> **What the task asks**
Each of the following records is to be printed verbatim.
--*--
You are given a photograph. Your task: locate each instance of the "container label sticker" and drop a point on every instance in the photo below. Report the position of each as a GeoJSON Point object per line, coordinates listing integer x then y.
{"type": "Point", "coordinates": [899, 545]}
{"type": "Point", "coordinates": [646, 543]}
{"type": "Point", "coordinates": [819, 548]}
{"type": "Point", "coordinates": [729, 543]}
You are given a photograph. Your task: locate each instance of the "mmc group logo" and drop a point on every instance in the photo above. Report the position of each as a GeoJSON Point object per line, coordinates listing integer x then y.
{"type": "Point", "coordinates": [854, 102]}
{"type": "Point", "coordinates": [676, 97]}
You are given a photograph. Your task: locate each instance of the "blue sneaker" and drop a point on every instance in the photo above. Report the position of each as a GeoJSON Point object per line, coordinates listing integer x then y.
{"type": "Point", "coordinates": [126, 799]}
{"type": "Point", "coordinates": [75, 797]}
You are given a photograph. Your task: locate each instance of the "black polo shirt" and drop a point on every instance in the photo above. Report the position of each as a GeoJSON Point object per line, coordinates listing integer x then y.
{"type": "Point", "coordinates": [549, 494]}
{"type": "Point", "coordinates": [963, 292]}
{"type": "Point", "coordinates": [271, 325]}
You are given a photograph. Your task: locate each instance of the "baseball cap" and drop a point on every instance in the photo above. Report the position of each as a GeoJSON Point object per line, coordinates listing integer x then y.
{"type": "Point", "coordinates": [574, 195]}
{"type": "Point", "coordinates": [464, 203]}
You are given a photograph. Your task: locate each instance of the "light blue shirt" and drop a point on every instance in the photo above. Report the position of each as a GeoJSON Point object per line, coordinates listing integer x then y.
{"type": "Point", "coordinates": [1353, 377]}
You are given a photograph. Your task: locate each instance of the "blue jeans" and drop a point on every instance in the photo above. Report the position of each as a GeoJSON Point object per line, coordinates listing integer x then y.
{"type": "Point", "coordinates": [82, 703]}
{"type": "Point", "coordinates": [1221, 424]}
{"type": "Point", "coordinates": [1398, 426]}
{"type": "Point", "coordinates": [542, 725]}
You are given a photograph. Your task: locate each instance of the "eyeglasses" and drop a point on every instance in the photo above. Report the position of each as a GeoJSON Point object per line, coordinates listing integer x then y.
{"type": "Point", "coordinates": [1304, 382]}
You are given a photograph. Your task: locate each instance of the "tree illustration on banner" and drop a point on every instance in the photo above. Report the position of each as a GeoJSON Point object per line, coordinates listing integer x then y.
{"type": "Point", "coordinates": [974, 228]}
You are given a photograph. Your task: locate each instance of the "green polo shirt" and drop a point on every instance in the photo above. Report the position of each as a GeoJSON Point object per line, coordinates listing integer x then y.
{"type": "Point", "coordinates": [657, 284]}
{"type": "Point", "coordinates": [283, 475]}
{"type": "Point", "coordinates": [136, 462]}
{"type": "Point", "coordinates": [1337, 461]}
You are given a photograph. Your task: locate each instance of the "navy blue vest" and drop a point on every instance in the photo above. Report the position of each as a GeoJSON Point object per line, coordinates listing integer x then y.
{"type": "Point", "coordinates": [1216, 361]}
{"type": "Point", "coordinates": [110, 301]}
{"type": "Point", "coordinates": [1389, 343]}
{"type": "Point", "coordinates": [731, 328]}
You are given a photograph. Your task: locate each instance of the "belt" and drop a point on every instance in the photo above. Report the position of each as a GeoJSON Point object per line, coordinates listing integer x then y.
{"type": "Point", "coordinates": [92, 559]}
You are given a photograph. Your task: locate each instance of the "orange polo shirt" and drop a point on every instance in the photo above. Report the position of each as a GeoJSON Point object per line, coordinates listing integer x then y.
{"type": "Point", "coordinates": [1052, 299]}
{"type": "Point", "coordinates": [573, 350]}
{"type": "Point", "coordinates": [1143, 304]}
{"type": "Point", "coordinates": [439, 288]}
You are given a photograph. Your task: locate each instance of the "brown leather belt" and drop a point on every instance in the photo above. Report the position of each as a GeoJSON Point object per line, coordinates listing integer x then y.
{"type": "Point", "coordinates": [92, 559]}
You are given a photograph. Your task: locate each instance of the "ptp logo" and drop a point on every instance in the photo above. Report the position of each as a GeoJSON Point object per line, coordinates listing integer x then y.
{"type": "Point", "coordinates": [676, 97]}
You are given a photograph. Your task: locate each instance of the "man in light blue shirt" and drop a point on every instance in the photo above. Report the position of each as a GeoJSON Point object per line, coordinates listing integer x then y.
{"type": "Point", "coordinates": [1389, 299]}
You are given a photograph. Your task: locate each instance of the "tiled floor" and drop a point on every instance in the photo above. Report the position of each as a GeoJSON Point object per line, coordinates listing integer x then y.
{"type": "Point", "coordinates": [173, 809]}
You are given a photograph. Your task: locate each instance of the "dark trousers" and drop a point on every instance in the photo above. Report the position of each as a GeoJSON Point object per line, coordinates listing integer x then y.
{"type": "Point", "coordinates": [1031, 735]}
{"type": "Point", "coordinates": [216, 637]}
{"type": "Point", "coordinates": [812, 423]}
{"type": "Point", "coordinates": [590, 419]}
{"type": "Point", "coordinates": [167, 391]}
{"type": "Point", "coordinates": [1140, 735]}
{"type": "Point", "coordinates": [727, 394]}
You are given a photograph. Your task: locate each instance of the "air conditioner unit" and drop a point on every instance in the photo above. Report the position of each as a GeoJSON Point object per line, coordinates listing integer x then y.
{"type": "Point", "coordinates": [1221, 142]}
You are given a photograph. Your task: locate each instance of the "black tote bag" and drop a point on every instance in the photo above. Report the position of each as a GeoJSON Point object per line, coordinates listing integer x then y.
--*--
> **Reply**
You are given a photograph. Your task: locate each instance of the "container label sticker" and drop a point on every instance in the photo below. Report the position of each as a GeoJSON Point object per line, coordinates listing integer x then y.
{"type": "Point", "coordinates": [899, 545]}
{"type": "Point", "coordinates": [646, 543]}
{"type": "Point", "coordinates": [819, 548]}
{"type": "Point", "coordinates": [729, 543]}
You are given a photograph. Your task: locate each instance of the "mmc group logo" and drop a point on every instance in the photo above. Report the position of each as a GeoJSON Point object per line, coordinates listing integer x then y.
{"type": "Point", "coordinates": [854, 102]}
{"type": "Point", "coordinates": [676, 97]}
You are given a photograph. Your task: locate each instance of the "blue sneaker" and drop a point on every instance in the photo above. Report the position of each as a GeoJSON Point object per line, coordinates listing integer x then y.
{"type": "Point", "coordinates": [126, 799]}
{"type": "Point", "coordinates": [75, 797]}
You are given a photograph. Your task: locate each instance of the "black polo shirt" and drop a point on every instance in the photo above. Report the position of each as a GeoJSON Point object per line, coordinates listing integer x then y.
{"type": "Point", "coordinates": [549, 494]}
{"type": "Point", "coordinates": [963, 292]}
{"type": "Point", "coordinates": [271, 325]}
You are given a photograph. Your task: locate each instance of the "baseball cap" and drop a point on every instance in the photo above. Report the position of each as a GeoJSON Point object per line, coordinates listing integer x then y.
{"type": "Point", "coordinates": [574, 195]}
{"type": "Point", "coordinates": [464, 203]}
You are given a photograph. Your task: locate each instance of the "light blue shirt" and drop a point on every instance in the photo above. Report the position of each as a GeoJSON Point object per line, coordinates listing integer x then y.
{"type": "Point", "coordinates": [1353, 377]}
You are given a photograph. Your task: locate each instance of the "blue jeans" and drop a point on every instance in the photo above. Report the position of each as a GeoJSON Point object per line, coordinates listing integer x then y.
{"type": "Point", "coordinates": [82, 703]}
{"type": "Point", "coordinates": [1221, 424]}
{"type": "Point", "coordinates": [1398, 426]}
{"type": "Point", "coordinates": [542, 725]}
You are given a photograph. Your task: locate each instance of the "eyeglasses" and drop a point on every instance in the photo above. Report the position of each as a GeoJSON Point object per line, coordinates listing integer x then y.
{"type": "Point", "coordinates": [1304, 382]}
You are given a photograph. Your task: locate each instance of the "tree illustration on banner" and drop a point on every instance in the photo above. Report the position of each as a GeoJSON Point object per line, coordinates listing integer x then y.
{"type": "Point", "coordinates": [974, 228]}
You are given a photograph. Your task: locate each instance of the "green polo shirt" and drop a point on every instance in the photo above. Report the position of each as a GeoJSON Point object per line, coordinates listing integer x then y.
{"type": "Point", "coordinates": [657, 284]}
{"type": "Point", "coordinates": [283, 475]}
{"type": "Point", "coordinates": [136, 462]}
{"type": "Point", "coordinates": [1337, 461]}
You are given a photograph. Your task: locate each instance of the "navy blue vest" and drop a point on every instance in the photo above. Report the position of each as a GeoJSON Point object per line, coordinates listing integer x then y.
{"type": "Point", "coordinates": [1216, 361]}
{"type": "Point", "coordinates": [110, 301]}
{"type": "Point", "coordinates": [1389, 343]}
{"type": "Point", "coordinates": [731, 328]}
You are given a photograph. Your task: locate each instance of the "belt" and drop a point on every instance in the photo above. Report the position of each as a GeoJSON Point object per line, coordinates listing integer x then y.
{"type": "Point", "coordinates": [92, 559]}
You are given a photograph. Your task: locate each instance of the "orange polo shirt" and drop a point on every instance in the photo above. Report the position of each as a GeoJSON Point object per line, coordinates listing integer x then y.
{"type": "Point", "coordinates": [1052, 299]}
{"type": "Point", "coordinates": [573, 350]}
{"type": "Point", "coordinates": [1143, 304]}
{"type": "Point", "coordinates": [439, 288]}
You are given a photograph. Your task: locate each instance of the "brown leather belt" and drop a point on every instance in the photo above. Report the position of each as a GeoJSON Point object per line, coordinates listing integer x then y.
{"type": "Point", "coordinates": [92, 559]}
You are given a photograph. Your task: locate each instance of the "ptp logo" and drop a point on every instance in the photo above. Report the position of each as a GeoJSON Point object per line, coordinates listing integer x then y.
{"type": "Point", "coordinates": [676, 97]}
You are given a photograph. Your task: locate each instance of the "man in light blue shirt" and drop a point on every instance in the photo above. Report the position of each as a GeoJSON Point object per line, coordinates listing integer x then y.
{"type": "Point", "coordinates": [1389, 299]}
You are given a photograph. Your task: locate each instance of the "tiled floor" and drop a point on every instance in the photo above. Report the position of each as a GeoJSON Point object per line, coordinates listing integer x then y.
{"type": "Point", "coordinates": [173, 809]}
You are given a photograph. Your task: locate each instance of the "dark trousers" and drop a point on every instance in the photo above. Report the position of each as a GeoJSON Point object per line, coordinates listing integer x then y.
{"type": "Point", "coordinates": [1031, 735]}
{"type": "Point", "coordinates": [216, 637]}
{"type": "Point", "coordinates": [812, 423]}
{"type": "Point", "coordinates": [590, 419]}
{"type": "Point", "coordinates": [167, 391]}
{"type": "Point", "coordinates": [1140, 735]}
{"type": "Point", "coordinates": [727, 394]}
You are given a photograph. Your task: locate each instance of the "air conditioner unit" and drop a point on every instance in the photo above. Report the position of each as a GeoJSON Point object per line, coordinates listing integer x then y.
{"type": "Point", "coordinates": [1221, 142]}
You are given a photograph. Your task: locate each instance of the "black tote bag" and drop a point on every instance in the photo above. Report the position of each as a GeoJSON Point object per line, coordinates listing integer x then y.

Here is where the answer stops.